■ **Exercise aim**:
Go through the data and copy each line where the word "Query" shows up.

■ **Information provided**:
=== Section Start ===

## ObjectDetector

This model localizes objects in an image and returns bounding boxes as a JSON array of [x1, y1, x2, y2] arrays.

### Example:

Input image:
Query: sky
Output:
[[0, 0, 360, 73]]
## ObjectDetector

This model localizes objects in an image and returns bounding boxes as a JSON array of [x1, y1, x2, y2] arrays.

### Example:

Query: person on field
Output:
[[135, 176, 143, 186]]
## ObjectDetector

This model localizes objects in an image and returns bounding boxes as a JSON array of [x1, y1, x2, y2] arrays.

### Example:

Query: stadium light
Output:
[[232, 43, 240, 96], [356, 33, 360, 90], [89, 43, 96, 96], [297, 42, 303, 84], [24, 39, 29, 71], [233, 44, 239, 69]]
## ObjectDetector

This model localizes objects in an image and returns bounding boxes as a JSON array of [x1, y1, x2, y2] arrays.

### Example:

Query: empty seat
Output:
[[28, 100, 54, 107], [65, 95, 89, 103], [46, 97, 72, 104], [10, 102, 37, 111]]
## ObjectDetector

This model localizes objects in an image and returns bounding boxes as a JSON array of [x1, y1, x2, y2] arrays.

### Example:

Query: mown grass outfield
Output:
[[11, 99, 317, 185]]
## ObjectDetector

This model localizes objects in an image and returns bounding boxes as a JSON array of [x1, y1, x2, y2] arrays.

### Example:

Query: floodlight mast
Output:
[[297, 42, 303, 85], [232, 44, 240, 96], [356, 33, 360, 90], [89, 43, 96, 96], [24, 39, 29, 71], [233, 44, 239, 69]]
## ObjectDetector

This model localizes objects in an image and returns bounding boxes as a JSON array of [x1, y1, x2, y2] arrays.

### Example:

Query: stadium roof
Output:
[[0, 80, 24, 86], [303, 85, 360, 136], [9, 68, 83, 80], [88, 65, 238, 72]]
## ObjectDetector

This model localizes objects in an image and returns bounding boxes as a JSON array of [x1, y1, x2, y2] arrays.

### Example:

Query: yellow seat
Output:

=== Section End ===

■ **Result**:
Query: sky
Query: person on field
Query: stadium light
Query: empty seat
Query: mown grass outfield
Query: floodlight mast
Query: stadium roof
Query: yellow seat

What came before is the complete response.